## OBJECTIVES
• 1. In the memmap discussion, how can the zone-and-hole layout problem be reproduced?
• 2. Print the part of the memmap discussion starting with "[ zone X ][ hole ][ zone" and going on through "in the caller?".

## DOCUMENT EXCERPT
* begin *

Assume you have a layout like this

[  zone X ] [ hole ] [ zone Y ]

If either X and or Y starts within a memory section, you have a valid
memmap for X - but what would be the right node/zone?


Assume you have a layout like this

[ zone X ]

whereby X ends inside a memory section. The you hotplug memory. Assume
it goes to X

[ zone X ][ hole in X ][ zone X]

or it goes to y

[ zone X ][ hole ][ zone Y ]

This can easily be reproduced by starting a VM in qemu with a memory
size not aligned to 128 MB (e.g., -M 4000) and hotplugging memory.

> 
> How do you plan to enforce that every VM bit will call PageReserved
> (as it should be introduced in pageblock_pfn_to_page in that case) if
> it's not possible to disambiguate a real DMA zone and nid 0 from the
> uninitialized value? How can we patch page_nodenum to enforce it won't
> read an uninitialized value because a PageReserved check was missing
> in the caller?

We can't. The general rule is (as I was once told by Michal IIRC) that
there is no trusting on memmap content when the reserved bit is set -
unless you know "why it was set" - e.g., to distinguish early boot
allocations from ordinary allocations.

See below for pointer to documentation.

> 
> I don't see this easily enforceable by code review, it'd be pretty
> flakey to leave a 0,0 wrong value in there with no way to verify if a
> PageResered check in the caller was missing.

* end *

## GIVEN DATA
* begin *

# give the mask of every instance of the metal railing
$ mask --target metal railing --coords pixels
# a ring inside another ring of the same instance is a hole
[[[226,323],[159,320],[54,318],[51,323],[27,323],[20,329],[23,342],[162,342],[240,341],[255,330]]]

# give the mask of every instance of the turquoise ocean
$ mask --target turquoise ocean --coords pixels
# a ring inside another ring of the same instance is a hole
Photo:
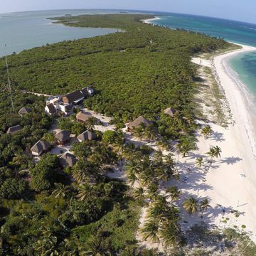
[[[203,33],[228,41],[256,47],[256,24],[188,14],[156,14],[155,25]],[[233,75],[256,107],[256,51],[240,53],[228,60]]]
[[[115,29],[72,28],[53,24],[47,18],[65,15],[149,13],[120,10],[57,10],[0,14],[0,56],[65,40],[116,32]],[[154,13],[161,18],[153,24],[204,33],[256,47],[256,24],[188,14]],[[5,46],[6,45],[6,46]],[[256,51],[238,54],[228,60],[237,78],[256,98]],[[255,102],[256,106],[256,102]]]

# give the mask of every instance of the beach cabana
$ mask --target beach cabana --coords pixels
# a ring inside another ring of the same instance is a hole
[[[68,143],[70,139],[70,132],[67,130],[62,130],[55,134],[55,138],[60,145]]]
[[[127,124],[128,132],[132,132],[134,129],[138,128],[140,124],[144,124],[146,126],[149,126],[152,122],[142,116],[137,117],[133,122]]]
[[[40,156],[43,153],[46,152],[50,147],[50,143],[39,140],[31,147],[31,151],[33,156]]]
[[[91,131],[85,131],[78,137],[79,142],[92,140],[97,138],[97,135]]]

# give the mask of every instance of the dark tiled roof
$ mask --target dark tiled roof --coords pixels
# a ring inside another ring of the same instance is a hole
[[[149,121],[146,118],[140,116],[138,118],[137,118],[134,121],[128,124],[127,127],[129,128],[132,128],[132,127],[137,128],[141,124],[145,124],[146,126],[149,126],[151,123],[152,122],[151,121]]]
[[[78,137],[78,139],[85,142],[96,139],[97,135],[91,131],[85,131]]]
[[[82,93],[82,95],[86,97],[89,95],[89,92],[88,90],[87,90],[87,88],[82,88],[81,90],[81,92]]]
[[[43,140],[39,140],[31,147],[31,151],[32,152],[42,153],[43,151],[49,149],[50,146],[50,143]]]
[[[15,125],[14,127],[9,127],[9,129],[7,130],[8,134],[12,134],[16,132],[19,132],[22,130],[22,126],[18,124]]]
[[[84,97],[84,95],[81,92],[80,90],[77,90],[74,92],[66,94],[65,96],[63,96],[63,100],[65,102],[65,98],[66,98],[67,103],[73,103],[73,102],[82,97]]]
[[[55,134],[55,138],[60,142],[66,142],[70,136],[70,132],[67,130],[62,130]]]
[[[49,113],[55,114],[56,112],[56,109],[53,103],[47,105],[47,107],[49,109]]]
[[[18,111],[19,114],[26,114],[28,113],[30,113],[31,112],[31,110],[28,107],[23,107],[21,108]]]
[[[72,167],[77,162],[77,159],[74,155],[68,152],[60,156],[60,162],[63,167]]]
[[[86,122],[90,118],[92,118],[92,115],[90,113],[82,113],[82,111],[80,111],[79,113],[76,114],[76,119],[78,121],[82,121],[82,122]]]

* end *

## OUTPUTS
• 1. Start a VM in qemu with a memory size not aligned to 128 MB (e.g., -M 4000), then hotplug memory.

• 2.
[ zone X ][ hole ][ zone Y ]

This can easily be reproduced by starting a VM in qemu with a memory
size not aligned to 128 MB (e.g., -M 4000) and hotplugging memory.

> 
> How do you plan to enforce that every VM bit will call PageReserved
> (as it should be introduced in pageblock_pfn_to_page in that case) if
> it's not possible to disambiguate a real DMA zone and nid 0 from the
> uninitialized value? How can we patch page_nodenum to enforce it won't
> read an uninitialized value because a PageReserved check was missing
> in the caller?